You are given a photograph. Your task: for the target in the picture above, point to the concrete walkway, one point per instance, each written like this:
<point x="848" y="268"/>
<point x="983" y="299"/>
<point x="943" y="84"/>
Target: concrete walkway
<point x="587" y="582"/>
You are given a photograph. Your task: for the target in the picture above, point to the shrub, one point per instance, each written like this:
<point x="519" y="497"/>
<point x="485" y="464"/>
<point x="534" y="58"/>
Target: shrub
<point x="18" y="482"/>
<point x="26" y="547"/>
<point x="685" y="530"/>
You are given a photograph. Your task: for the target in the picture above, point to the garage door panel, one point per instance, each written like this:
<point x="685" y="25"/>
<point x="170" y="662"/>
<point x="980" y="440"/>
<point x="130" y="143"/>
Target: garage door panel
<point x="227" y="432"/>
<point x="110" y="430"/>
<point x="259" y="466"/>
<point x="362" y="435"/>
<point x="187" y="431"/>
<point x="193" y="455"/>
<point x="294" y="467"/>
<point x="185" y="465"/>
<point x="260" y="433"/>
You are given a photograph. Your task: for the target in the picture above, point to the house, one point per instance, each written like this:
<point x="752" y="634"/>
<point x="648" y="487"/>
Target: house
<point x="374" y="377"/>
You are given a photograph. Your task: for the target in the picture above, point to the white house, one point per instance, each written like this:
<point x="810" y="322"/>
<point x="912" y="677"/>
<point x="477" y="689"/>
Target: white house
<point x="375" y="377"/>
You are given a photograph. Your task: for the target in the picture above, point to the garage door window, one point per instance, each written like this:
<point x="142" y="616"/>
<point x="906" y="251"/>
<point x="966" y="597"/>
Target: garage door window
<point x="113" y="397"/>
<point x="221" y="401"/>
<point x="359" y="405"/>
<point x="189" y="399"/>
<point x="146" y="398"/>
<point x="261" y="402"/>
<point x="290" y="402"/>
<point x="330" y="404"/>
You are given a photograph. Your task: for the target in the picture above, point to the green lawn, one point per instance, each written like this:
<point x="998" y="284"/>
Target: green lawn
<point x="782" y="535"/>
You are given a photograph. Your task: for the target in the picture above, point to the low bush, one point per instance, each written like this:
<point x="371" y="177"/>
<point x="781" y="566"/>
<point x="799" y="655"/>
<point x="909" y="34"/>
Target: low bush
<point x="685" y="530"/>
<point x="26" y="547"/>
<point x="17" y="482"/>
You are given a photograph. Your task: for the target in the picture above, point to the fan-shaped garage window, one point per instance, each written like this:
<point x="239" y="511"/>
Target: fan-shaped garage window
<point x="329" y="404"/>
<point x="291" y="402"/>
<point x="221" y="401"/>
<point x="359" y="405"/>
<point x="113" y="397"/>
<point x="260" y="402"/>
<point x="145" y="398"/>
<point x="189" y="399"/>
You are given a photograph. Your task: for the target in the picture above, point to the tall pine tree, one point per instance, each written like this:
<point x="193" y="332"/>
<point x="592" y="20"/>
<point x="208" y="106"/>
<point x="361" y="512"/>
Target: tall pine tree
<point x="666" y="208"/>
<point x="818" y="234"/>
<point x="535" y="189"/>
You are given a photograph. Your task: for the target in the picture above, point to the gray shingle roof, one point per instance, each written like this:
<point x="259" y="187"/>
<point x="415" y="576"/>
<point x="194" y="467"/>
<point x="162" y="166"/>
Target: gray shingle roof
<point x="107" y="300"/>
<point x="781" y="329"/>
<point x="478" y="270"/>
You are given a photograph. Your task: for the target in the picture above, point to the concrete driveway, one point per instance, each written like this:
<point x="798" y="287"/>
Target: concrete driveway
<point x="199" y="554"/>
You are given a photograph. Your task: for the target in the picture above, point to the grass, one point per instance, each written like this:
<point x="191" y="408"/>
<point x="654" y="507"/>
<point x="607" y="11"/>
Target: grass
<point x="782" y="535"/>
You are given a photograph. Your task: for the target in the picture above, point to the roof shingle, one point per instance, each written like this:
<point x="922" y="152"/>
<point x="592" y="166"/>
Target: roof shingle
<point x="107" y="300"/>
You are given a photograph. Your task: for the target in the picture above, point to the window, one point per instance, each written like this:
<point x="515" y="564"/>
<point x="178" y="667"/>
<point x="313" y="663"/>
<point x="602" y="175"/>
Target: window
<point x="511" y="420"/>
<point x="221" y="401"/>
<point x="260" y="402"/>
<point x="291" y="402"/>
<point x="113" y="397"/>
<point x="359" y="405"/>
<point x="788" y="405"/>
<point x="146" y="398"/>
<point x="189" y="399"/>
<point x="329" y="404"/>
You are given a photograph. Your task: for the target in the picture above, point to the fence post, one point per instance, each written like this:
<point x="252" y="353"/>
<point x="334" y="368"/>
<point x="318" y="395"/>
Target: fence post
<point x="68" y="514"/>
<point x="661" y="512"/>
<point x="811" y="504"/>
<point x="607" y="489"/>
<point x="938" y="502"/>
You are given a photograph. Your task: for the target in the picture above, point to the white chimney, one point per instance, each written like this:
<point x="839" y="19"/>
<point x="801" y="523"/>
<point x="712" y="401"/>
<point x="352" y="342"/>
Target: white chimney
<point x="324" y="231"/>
-=-=-=-=-
Exercise instructions >> All of the records above should be transcribed exactly.

Task answer >>
You are given a photograph. Your task: for the target in the picture above, point to the concrete walkway, one point per instance, each written like this:
<point x="848" y="268"/>
<point x="983" y="299"/>
<point x="943" y="84"/>
Target: concrete walkway
<point x="587" y="582"/>
You are given a photograph. Your task: for the target in the picture above, point to the shrub, one point per instance, each written like this:
<point x="519" y="497"/>
<point x="485" y="464"/>
<point x="534" y="58"/>
Target: shrub
<point x="18" y="482"/>
<point x="26" y="547"/>
<point x="685" y="530"/>
You are given a photograph. Your task: for the target in the picture above, point to the garage door panel, one point per instance, each written like this:
<point x="685" y="25"/>
<point x="170" y="662"/>
<point x="980" y="440"/>
<point x="130" y="143"/>
Target: garage door panel
<point x="227" y="432"/>
<point x="110" y="430"/>
<point x="259" y="466"/>
<point x="362" y="435"/>
<point x="187" y="431"/>
<point x="193" y="455"/>
<point x="294" y="467"/>
<point x="185" y="465"/>
<point x="260" y="433"/>
You are given a photograph. Your task: for the target in the picture above, point to the house, one point per instance, each written like this:
<point x="752" y="634"/>
<point x="648" y="487"/>
Target: house
<point x="374" y="377"/>
You are given a photograph. Your task: for the target in the picture above, point to the white house, one point per instance, each written like this:
<point x="810" y="322"/>
<point x="912" y="677"/>
<point x="477" y="689"/>
Target: white house
<point x="375" y="377"/>
You are given a photograph. Your task: for the target in the picture above, point to the garage door window, one point per instance, each written like this:
<point x="142" y="616"/>
<point x="906" y="251"/>
<point x="966" y="597"/>
Target: garage door window
<point x="113" y="397"/>
<point x="221" y="401"/>
<point x="359" y="405"/>
<point x="189" y="399"/>
<point x="146" y="398"/>
<point x="261" y="402"/>
<point x="290" y="402"/>
<point x="330" y="404"/>
You are given a photograph. Your task: for the target in the picture above, point to the green lawn, one point per instance, each written like this:
<point x="998" y="284"/>
Target: green lawn
<point x="782" y="535"/>
You are given a photograph. Your task: for the target in the picture above, point to the low bush, one point per instance, each written like this:
<point x="371" y="177"/>
<point x="781" y="566"/>
<point x="799" y="655"/>
<point x="909" y="34"/>
Target: low bush
<point x="685" y="530"/>
<point x="26" y="547"/>
<point x="17" y="482"/>
You are given a photograph. Your task: for the target in the picture above, point to the fan-shaped garage window, one point per instance, each written like this:
<point x="239" y="511"/>
Target: fan-shaped garage window
<point x="329" y="404"/>
<point x="291" y="402"/>
<point x="221" y="401"/>
<point x="359" y="405"/>
<point x="113" y="397"/>
<point x="260" y="402"/>
<point x="145" y="398"/>
<point x="189" y="399"/>
You are given a photograph. Your task: for the target in the picture above, point to the tall pine tree, one point per instance, each written like this:
<point x="193" y="332"/>
<point x="592" y="20"/>
<point x="208" y="106"/>
<point x="361" y="512"/>
Target: tall pine tree
<point x="666" y="208"/>
<point x="818" y="234"/>
<point x="535" y="189"/>
You are given a photograph. Your task: for the target in the picture above, point to the gray shingle roof, one point per instance, each written like this:
<point x="259" y="187"/>
<point x="415" y="576"/>
<point x="194" y="467"/>
<point x="162" y="166"/>
Target: gray shingle roof
<point x="107" y="300"/>
<point x="781" y="329"/>
<point x="478" y="270"/>
You are given a photograph. Your task: for the target in the picture above, point to the concrete driveway, one point per instance, each written like this:
<point x="798" y="287"/>
Target: concrete driveway
<point x="199" y="554"/>
You are given a photograph. Your task: for the target in the picture above, point to the grass, one point per instance, each written like this:
<point x="191" y="408"/>
<point x="654" y="507"/>
<point x="607" y="11"/>
Target: grass
<point x="782" y="535"/>
You are given a photograph. Your task: for the target in the picture above, point to the roof shingle, one point per instance, each written like this:
<point x="922" y="152"/>
<point x="592" y="166"/>
Target: roof shingle
<point x="107" y="300"/>
You are given a photograph. Your task: for the target in the picture above, point to the window, one point per instance, each written like this:
<point x="515" y="564"/>
<point x="178" y="667"/>
<point x="313" y="663"/>
<point x="602" y="175"/>
Target: window
<point x="511" y="420"/>
<point x="221" y="401"/>
<point x="260" y="402"/>
<point x="291" y="402"/>
<point x="113" y="397"/>
<point x="359" y="405"/>
<point x="788" y="405"/>
<point x="146" y="398"/>
<point x="189" y="399"/>
<point x="329" y="404"/>
You are given a photograph. Your task: for the target in the picture above, point to the fence post, one point per instance, each written like this:
<point x="252" y="353"/>
<point x="334" y="368"/>
<point x="318" y="395"/>
Target: fence post
<point x="68" y="514"/>
<point x="661" y="512"/>
<point x="811" y="504"/>
<point x="607" y="489"/>
<point x="938" y="502"/>
You are given a photograph. Your task: for the target in the picture above, point to the white chimney, one point per instance, each written like this:
<point x="839" y="19"/>
<point x="801" y="523"/>
<point x="712" y="401"/>
<point x="352" y="342"/>
Target: white chimney
<point x="324" y="231"/>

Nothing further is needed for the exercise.